• Problem details: Continue the post on the economic troubles of Venezuela and Colombia, starting after its final sentence about petroleum and commodity exports mattering to Colombia.

• Text provided:

######

Tuesday, August 18, 2015

Economic War In Venezuela (and Colombia).

Venezuelanalysis.com/putanalysis/11462

Things are hard in Venezuela. There's no serious doubt about this. Inflation is at record levels- in fact it's been months since the National Bank has published statistics. Venezuela's government is a self proclaimed socialist one and opponents of the government and its ideology of Chavismo say that Venezuela is a case study of the impossibility of improving the lives of the majority through a collectivist system.
Shortages of staples and medicines, as well as personal hygiene products such as toilet paper and toothpaste force people to wait on long lines, at the end of which they might or might not find what they're looking for.

What seldom gets mentioned is that neighboring Colombia, which does not claim to be a socialist country in any way, (quite the contrary) is also mired in economic malaise. In truth many of the same causes are at play and the two countries fates are tied together like Siamese twins.


Venezuela is a major global petroleum producing and exporting nation. Columbia is not a petroleum power on the scale of Venezuela, but petroleum production and the production and export of commodities are important to Colombia.

######

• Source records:
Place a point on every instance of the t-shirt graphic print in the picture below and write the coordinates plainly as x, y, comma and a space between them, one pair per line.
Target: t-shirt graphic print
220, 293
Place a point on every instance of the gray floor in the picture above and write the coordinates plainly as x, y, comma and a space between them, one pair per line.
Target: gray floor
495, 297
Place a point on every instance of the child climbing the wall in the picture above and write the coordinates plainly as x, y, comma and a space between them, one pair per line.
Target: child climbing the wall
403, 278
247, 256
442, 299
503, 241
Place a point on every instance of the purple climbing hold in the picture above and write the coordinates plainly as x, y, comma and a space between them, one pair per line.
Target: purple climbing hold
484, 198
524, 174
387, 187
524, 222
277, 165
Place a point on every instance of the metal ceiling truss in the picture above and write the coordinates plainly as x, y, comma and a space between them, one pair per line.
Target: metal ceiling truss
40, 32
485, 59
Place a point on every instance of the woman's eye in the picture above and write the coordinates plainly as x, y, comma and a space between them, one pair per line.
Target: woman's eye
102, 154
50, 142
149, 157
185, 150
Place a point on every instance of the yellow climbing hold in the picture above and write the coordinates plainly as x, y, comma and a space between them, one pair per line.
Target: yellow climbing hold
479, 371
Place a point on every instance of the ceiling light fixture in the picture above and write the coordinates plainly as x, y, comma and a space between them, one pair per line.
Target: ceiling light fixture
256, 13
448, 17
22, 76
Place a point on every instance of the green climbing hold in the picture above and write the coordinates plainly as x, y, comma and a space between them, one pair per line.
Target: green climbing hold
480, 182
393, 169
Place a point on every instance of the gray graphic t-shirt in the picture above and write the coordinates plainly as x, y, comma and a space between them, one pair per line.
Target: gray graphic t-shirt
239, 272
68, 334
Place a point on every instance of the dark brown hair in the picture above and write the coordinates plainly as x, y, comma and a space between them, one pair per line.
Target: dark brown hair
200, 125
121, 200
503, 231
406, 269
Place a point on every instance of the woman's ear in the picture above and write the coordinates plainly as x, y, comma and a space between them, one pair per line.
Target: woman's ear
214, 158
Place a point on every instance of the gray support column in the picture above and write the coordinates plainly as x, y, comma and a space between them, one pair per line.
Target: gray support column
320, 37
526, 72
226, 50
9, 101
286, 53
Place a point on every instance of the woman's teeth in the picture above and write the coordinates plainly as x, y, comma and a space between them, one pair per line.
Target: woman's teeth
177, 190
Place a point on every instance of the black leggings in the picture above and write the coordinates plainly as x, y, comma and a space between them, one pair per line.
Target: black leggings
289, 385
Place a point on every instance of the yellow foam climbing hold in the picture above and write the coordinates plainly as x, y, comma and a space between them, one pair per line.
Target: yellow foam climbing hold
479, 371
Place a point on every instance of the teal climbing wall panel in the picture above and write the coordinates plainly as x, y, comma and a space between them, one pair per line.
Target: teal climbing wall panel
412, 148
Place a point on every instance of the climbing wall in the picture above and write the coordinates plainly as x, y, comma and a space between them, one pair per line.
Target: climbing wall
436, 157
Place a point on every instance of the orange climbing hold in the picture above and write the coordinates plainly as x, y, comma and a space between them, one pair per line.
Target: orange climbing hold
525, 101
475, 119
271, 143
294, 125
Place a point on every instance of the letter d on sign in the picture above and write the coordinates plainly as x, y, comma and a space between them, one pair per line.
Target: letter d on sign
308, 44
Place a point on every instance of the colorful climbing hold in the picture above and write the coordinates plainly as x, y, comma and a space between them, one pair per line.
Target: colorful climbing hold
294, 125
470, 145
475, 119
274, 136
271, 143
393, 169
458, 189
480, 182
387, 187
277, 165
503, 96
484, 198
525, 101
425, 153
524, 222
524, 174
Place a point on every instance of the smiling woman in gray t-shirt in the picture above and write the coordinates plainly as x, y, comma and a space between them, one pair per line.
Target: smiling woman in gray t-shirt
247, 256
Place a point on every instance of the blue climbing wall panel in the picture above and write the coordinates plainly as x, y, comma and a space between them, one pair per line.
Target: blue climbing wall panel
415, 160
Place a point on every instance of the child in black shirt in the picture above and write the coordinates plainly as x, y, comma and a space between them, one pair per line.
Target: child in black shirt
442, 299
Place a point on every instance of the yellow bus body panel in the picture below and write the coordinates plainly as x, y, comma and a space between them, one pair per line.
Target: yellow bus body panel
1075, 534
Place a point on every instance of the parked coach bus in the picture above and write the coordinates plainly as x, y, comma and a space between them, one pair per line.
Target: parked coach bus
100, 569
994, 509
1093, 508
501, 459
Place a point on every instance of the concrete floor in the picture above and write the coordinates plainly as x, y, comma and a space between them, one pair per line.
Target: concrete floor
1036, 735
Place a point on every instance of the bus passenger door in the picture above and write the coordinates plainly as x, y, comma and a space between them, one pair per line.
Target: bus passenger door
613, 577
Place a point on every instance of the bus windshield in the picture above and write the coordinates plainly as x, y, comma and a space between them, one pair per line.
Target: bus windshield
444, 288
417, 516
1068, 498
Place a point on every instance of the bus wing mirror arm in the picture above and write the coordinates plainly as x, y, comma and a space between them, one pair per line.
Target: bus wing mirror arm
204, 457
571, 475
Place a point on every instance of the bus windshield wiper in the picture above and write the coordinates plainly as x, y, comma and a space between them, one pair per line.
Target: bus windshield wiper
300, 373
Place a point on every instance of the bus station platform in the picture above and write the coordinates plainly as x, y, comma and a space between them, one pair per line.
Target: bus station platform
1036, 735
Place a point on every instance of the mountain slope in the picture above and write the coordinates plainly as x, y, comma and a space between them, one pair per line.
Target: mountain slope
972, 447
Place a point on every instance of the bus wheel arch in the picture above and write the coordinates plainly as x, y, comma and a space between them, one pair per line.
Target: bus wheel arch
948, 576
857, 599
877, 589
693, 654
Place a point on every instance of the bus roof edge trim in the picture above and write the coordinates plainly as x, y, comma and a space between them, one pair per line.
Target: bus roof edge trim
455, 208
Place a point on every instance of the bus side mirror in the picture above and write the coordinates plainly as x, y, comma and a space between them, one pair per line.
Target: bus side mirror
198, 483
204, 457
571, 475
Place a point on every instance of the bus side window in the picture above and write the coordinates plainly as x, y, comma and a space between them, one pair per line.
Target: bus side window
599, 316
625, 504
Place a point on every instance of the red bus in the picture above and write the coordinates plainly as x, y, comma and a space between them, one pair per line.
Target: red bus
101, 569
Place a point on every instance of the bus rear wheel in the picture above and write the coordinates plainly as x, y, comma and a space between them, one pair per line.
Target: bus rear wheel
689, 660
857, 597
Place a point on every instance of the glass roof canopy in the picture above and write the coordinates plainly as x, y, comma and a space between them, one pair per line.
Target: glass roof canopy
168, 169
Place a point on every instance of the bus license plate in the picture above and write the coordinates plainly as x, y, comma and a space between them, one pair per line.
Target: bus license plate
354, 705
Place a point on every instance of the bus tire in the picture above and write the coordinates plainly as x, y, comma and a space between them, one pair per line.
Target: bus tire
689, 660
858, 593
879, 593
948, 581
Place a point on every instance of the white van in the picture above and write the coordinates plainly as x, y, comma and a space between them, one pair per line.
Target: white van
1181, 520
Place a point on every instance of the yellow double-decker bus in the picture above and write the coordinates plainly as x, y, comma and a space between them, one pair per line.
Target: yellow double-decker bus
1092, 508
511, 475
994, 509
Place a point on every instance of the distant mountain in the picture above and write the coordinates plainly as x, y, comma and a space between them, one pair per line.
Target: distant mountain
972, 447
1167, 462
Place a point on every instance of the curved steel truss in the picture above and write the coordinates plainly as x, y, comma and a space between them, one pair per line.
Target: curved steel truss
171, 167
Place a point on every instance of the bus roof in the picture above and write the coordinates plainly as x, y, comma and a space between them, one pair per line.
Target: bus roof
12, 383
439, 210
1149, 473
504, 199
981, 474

######

• Response:
Commodity prices in general and petroleum prices perhaps most of all have been falling rapidly lately. Venezuela in particular experienced a petroleum boom that allowed the Chavista government to expand socialist type programs like subsidized food and housing, even while capital was draining out of the country and food self sufficiency as well as industrialization remained as slogans and goals towards which little if any progress was made.


Living standards of Venezuelans have deteriorated over recent months. But as Venezuela has sneezed, Colombia has caught a cold, or maybe pneumonia. You won't find lines for food and other necessities in Colombia, as the market rations food and the government doesn't subsidize food prices like the Venezuelan government does (or more recently, as the Venezuelan government tries to do.)

According to the Venezuelan government around thirty percent of the staples, personal hygiene products and medicines it subsidized is smuggled into Colombia, where it is sold for more than the subsidized price but less than the market price. Poor Colombians have come to depend on the smuggled goods coming from Venezuela. Thousands of Venezuelans and Colombians, (4 - 5 million of whom live in Venezuela) make their livings from the trade in smuggled goods. An end to this trade would be catastrophic for thousands, maybe millions of people on both sides of the border. Yet along with the lucrative trade in smuggled gasoline (Venezuelans get gasoline for their cars virtually for free,) the contraband trade is bleeding Venezuela and also disrupting legitimate business in Colombia.

Aggravating the contraband goods trade is the black market in dollars. Venezuela's government makes available dollars for importation of staples and medicines at the price of 6.3 Bolivares fuerte per dollar. Other importers are supposed to get dollars for 12 Bolivares fuerte. On top of this there exists a supposed market driven legal exchange called SIMADI that theoretically makes dollars available to Venezuelans for a moving price that's currently around 190 Bolivares fuerte per dollar.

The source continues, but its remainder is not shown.